# CONSIGNES
- 1) Recopiez fidèlement le passage de l'entretien sur Duff & Phelps qui va de « Nous travaillons aussi » à « cas de litiges. ».
- 2) Reprenez l'entretien sur Duff & Phelps et rédigez-en la suite.

# EXTRAIT
※ ※ ※

Le conseil financier se porte bien. Le cabinet américain Duff & Phelps, qui est intervenu sur le sauvetage des banques US et sur la plus grande opération de restructuration de tous les temps, à savoir la faillite de Lehman Brothers, compte désormais 1.000 collaborateurs dans le monde et continue son développement notamment en France, où il est implanté depuis 2007.
Nous avons interrogé Marc Mélou, qui a rejoint le bureau parisien voilà 8 mois en qualité de Managing Director pour y développer une offre dédiée au secteur financier en France et en Europe. Cet ancien banquier d’investissement, doté de plus de 25 années d’expérience au sein de l’industrie financière, nous donne sa vision des enjeux, des risques et des opportunités pour le secteur. Il lève également le voile sur les ambitions de développement et de recrutement de la firme américaine en France avant d’expliquer les moteurs de sa venue chez Duff & Phelps après 9 ans passés chez Société Générale.
Parlez-nous de ce que vous êtes en train de développer depuis votre arrivée chez Duff & Phelps en octobre dernier ?
Je me suis attachée à élargir notre offre de conseil auprès des acteurs de l’industrie financière en France mais aussi en Belgique et en Grèce où nous avons un partenaire local. Nous aimerions également développer nos services sur le marché espagnol, mais il reste a définir le dispositif adéquat. Cette offre inclut la valorisation des entreprises du secteur financier au sens large, de leurs actifs incorporels (marque, clients…) et des actifs financiers complexes, dans un cadre purement comptable (notamment IFRS3) ou dans un contexte de vente ou d’achat.
Nous travaillons aussi beaucoup sur le conseil en restructuration pour des situations spéciales c’est-à-dire des interventions de soutien des États avec l’accord de la Commission européenne, comme la restructuration du groupe Dexia par exemple. Nous intervenons également sur les prix de transferts et de manière plus générale sur les problématiques de valorisation fiscale. Enfin, nous pouvons apporter un conseil purement financier en appui des cabinets d’avocats en cas de litiges.
Vous venez de recruter Enguerran de Crémiers doté de 9 ans d’expérience en cabinets d’audit (Deloitte puis PwC) en tant que Vice-President. Quelles sont vos ambitions d’embauches pour cette équipe naissante ?
À Paris, l’équipe de Duff & Phelps regroupe au total déjà près d’une cinquantaine de collaborateurs dont une quarantaine de consultants expérimentés et sept Managing Directors. Nous souhaiterions, tout comme aux Etats-Unis, que l’équipe dédiée à l’industrie financière puisse apporter un quart de notre chiffre d’affaires sur la France. Nous sommes aujourd’hui 2 consultants seniors mais nous devrions bientôt recruter.

※ ※ ※

# DONNÉES ENREGISTRÉES
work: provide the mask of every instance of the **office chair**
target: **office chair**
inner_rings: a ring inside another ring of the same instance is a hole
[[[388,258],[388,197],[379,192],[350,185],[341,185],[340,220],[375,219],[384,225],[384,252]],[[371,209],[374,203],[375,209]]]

※ ※ ※

# RÉSULTATS PAR CONSIGNE
- 1)
Nous travaillons aussi beaucoup sur le conseil en restructuration pour des situations spéciales c’est-à-dire des interventions de soutien des États avec l’accord de la Commission européenne, comme la restructuration du groupe Dexia par exemple. Nous intervenons également sur les prix de transferts et de manière plus générale sur les problématiques de valorisation fiscale. Enfin, nous pouvons apporter un conseil purement financier en appui des cabinets d’avocats en cas de litiges.

- 2)
Nous espérons que d’ici deux à trois ans, nous aurons embauché entre 5 et 10 nouveaux consultants, surtout à un niveau VP mais aussi des juniors avec un à deux ans d’expérience. Les parcours qui nous intéressent sont ceux de financiers passés par des Big Four ou des filières financières ou de gestion des risques de banque et les professionnels issus d’une société de conseil spécialisée auprès des institutions financières.
Arrive-t-on à l’épilogue des plans sociaux dans le secteur bancaire français ?
La vague de réglementation en cours va continuer globalement à alimenter le downsizing des banques d’investissement de « tier 2 ». Il y a certainement encore de difficiles décisions à prendre du côté des banques françaises sur les activités de capital market.
De manière générale, se pose la question 1 – des activités pour lesquelles ces banques sont dépourvues d’une dimension et d’une ambition globale (fixed income, M&A…) ; 2- des activités non-essentielles pour les clients des banques qui sont remises en question par l’opinion (comme le trading pour compte propre, les produits fiscaux, les produits de crédit qui rappellent la crise financière, …).
Par ailleurs, le projet de loi bancaire en France affectera probablement les quelques métiers très spécialisés qui seront interdits ou filialisés (trading des matières premières agricoles, trading pour compte propre, déjà cité, trading haute-fréquence). Je pense néanmoins que les suppressions d’emplois importantes menacent désormais davantage la banque de détail que les BFI.
Enfin, les filiales de gestion des grandes banques françaises affichent encore un train de vie un peu trop élevé par rapport à leurs concurrentes étrangères. Afin de relever les niveaux de rentabilité, des efforts devraient être théoriquement consentis aussi au sein de ces activités.
Reste-t-il quelques lueurs d’espoirs pour les professionnels du secteur ? Certains peuvent-ils tirer leur épingle du jeu ?
Les nouvelles contraintes réglementaires ont certes pour conséquence d’affecter les activités de capital market, mais cela se fait au profit des activités de corporate banking. La désintermédiation croissante, et donc le recours croissant aux marchés financiers par les entreprises pour se financer, conduit les banques à renforcer leurs équipes de vente et de conseil dans les émissions corporate notamment. Les professionnels qui couvrent les clients de l’industrie financière, en particulier les assureurs, peuvent être également sereins.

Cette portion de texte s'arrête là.